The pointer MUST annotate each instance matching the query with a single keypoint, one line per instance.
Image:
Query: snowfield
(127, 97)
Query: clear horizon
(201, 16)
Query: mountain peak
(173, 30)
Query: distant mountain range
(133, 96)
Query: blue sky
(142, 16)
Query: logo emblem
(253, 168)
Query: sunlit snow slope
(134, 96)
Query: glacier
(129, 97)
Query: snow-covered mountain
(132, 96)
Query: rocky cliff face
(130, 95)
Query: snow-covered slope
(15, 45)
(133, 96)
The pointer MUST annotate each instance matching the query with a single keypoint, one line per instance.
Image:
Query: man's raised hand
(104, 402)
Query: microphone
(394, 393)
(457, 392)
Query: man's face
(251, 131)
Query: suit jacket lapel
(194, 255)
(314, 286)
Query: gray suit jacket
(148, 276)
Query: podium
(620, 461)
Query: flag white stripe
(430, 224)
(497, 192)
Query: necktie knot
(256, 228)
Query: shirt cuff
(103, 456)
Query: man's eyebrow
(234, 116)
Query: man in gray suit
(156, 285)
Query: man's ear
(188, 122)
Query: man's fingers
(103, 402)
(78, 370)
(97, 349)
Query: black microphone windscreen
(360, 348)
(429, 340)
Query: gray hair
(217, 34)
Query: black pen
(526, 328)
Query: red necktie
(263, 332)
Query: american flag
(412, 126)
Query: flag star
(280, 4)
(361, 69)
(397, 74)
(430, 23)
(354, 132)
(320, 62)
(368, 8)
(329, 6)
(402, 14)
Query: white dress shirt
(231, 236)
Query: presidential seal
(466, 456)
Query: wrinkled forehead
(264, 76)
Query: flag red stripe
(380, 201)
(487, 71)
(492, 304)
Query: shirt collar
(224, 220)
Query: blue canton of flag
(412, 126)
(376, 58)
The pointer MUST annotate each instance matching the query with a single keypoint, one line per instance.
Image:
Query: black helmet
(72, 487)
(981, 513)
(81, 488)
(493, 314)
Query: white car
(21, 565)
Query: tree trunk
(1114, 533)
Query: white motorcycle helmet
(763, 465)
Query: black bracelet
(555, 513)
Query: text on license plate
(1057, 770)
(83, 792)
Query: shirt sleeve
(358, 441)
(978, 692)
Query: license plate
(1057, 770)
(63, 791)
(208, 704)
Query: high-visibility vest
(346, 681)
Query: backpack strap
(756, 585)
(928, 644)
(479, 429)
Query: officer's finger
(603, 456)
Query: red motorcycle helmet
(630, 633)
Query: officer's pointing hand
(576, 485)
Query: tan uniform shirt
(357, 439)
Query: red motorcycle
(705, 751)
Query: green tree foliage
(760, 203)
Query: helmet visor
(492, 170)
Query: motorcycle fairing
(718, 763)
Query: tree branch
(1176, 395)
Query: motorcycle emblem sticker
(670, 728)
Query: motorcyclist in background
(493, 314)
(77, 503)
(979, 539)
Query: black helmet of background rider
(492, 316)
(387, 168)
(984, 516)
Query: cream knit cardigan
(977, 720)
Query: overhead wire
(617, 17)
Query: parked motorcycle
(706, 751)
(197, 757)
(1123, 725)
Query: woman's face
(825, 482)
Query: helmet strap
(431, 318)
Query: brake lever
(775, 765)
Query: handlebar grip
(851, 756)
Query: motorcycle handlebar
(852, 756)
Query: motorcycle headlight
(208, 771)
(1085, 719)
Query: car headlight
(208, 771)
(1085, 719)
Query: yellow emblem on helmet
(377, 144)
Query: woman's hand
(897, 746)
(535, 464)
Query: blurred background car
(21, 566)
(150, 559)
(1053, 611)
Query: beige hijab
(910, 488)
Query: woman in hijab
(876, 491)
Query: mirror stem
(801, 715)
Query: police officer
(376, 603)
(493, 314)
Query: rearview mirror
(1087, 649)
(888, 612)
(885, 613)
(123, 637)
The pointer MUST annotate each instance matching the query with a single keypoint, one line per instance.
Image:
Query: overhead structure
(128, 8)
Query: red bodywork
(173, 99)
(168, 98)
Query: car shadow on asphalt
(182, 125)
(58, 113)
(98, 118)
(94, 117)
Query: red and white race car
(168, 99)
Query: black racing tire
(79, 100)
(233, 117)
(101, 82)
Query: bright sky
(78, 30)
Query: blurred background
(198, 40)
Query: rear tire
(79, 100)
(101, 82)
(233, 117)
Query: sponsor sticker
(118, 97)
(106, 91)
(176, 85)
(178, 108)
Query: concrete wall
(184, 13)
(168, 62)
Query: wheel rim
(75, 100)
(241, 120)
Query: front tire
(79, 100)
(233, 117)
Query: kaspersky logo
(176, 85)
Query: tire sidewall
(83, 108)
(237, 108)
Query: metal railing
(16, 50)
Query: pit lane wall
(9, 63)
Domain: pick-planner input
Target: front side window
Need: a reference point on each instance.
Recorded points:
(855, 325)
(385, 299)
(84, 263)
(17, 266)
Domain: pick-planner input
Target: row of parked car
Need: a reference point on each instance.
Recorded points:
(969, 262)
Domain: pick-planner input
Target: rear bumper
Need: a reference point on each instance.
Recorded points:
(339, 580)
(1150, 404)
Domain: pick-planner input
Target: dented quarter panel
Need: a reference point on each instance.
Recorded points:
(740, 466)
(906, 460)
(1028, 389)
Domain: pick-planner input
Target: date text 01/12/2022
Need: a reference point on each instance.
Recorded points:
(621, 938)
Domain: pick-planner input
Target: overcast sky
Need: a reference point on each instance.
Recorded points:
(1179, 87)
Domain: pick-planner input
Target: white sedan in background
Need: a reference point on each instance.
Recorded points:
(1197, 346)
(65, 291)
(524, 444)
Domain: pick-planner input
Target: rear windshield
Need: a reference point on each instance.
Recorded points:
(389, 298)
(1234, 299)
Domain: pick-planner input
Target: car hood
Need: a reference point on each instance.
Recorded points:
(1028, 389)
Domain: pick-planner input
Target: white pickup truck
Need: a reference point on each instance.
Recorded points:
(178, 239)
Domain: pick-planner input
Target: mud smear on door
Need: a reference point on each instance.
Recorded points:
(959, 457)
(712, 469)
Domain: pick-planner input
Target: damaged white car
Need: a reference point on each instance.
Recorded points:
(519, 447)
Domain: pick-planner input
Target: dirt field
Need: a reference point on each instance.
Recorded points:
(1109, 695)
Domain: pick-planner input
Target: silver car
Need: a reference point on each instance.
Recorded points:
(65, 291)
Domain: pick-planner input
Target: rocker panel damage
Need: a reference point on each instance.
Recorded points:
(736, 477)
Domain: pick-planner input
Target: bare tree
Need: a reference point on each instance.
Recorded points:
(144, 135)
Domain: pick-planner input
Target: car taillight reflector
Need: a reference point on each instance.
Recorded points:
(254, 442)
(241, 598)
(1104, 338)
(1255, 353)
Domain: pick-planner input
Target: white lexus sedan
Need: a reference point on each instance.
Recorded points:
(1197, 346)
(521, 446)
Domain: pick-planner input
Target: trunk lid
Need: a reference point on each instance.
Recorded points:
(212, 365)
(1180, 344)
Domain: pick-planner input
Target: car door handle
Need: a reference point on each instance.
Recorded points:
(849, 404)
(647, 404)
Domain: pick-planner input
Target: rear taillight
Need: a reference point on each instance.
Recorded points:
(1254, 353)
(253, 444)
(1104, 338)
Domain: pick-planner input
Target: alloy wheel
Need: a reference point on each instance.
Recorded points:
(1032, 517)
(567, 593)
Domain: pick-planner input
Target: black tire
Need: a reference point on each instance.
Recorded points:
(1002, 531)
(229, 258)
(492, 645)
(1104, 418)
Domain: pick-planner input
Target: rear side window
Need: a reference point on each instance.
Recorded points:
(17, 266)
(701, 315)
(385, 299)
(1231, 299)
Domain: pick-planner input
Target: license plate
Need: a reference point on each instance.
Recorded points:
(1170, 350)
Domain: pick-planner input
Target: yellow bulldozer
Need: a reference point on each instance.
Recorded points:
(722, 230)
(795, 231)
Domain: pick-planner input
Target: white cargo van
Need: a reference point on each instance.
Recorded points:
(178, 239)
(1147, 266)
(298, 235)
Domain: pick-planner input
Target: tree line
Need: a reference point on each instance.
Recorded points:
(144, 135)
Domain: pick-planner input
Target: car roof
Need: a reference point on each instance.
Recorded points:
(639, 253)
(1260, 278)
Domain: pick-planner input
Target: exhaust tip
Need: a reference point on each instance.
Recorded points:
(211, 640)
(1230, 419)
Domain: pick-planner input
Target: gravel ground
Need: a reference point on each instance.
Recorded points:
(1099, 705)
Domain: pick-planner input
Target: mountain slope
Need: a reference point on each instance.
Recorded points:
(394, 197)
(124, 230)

EXERCISE —
Return every line of the records that contains the string "mirror", matching case exactly.

EXERCISE OUTPUT —
Query: mirror stem
Query: rearview mirror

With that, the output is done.